• Records for the exercise:

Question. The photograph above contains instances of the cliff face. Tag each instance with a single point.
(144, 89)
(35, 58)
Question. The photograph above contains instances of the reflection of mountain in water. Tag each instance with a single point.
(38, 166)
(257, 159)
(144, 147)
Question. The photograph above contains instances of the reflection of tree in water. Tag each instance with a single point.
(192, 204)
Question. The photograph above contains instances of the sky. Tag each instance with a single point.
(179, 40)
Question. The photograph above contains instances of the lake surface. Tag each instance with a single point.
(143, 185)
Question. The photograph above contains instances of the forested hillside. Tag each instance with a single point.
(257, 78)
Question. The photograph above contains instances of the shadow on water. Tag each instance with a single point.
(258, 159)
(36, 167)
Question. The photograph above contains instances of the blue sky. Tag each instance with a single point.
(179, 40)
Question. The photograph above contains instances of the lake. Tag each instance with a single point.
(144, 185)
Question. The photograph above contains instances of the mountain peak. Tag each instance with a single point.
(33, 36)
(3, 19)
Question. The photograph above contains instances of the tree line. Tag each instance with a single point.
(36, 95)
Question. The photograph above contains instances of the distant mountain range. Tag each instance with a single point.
...
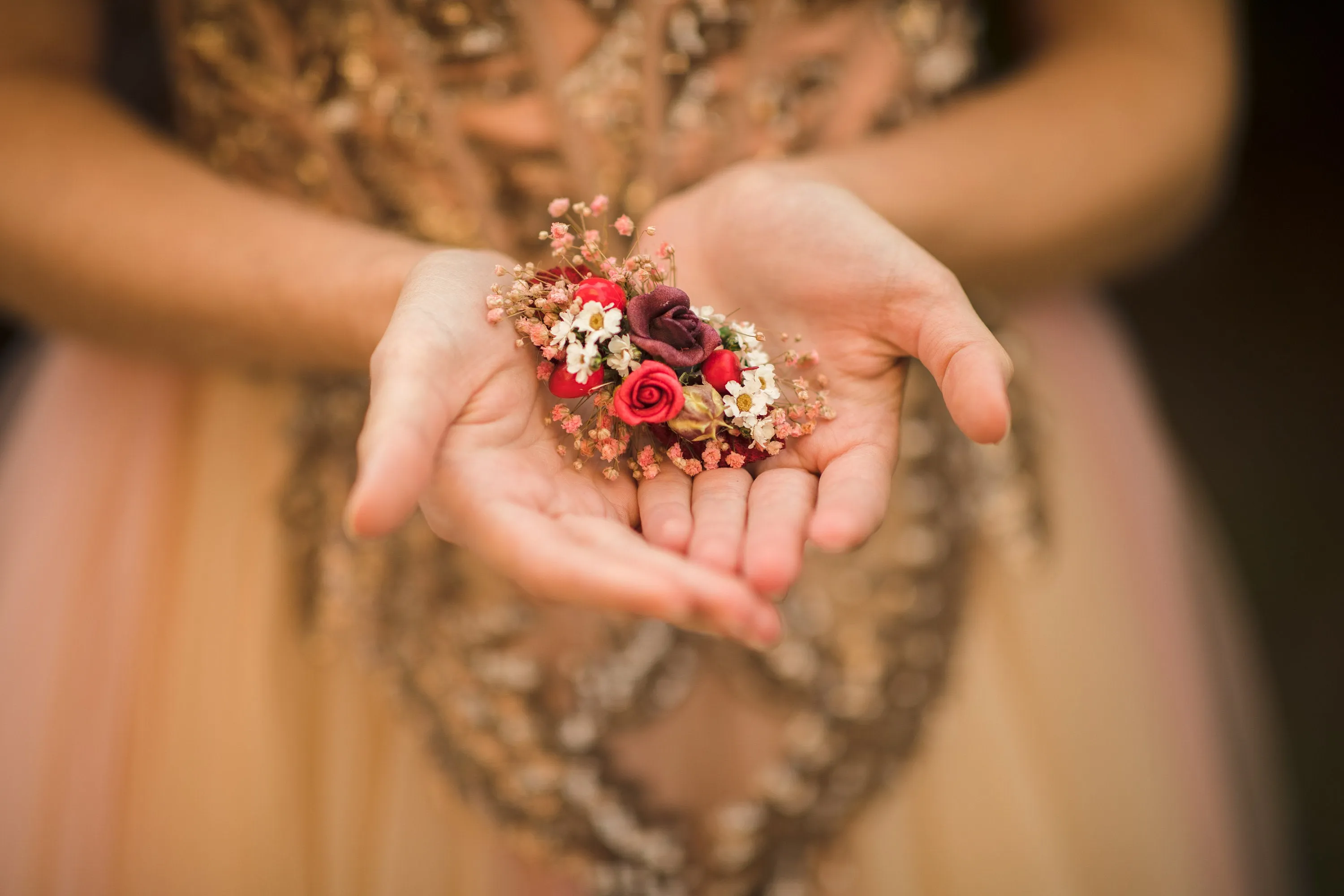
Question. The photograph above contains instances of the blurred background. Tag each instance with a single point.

• Exercise: Find each line in the entries above that contains the word "mountain", with upper and lower case treated as different, and copy those lines out.

• Answer to this exercise:
Question. The photograph above contains instances of the reflection of mountain in water. Tag each instance with a single point.
Question. The photograph above contains instances of the mountain peak. Tag each instance with a single point.
Question. The photograph above contains instances of the distant mountain range. Tag each instance with a single point.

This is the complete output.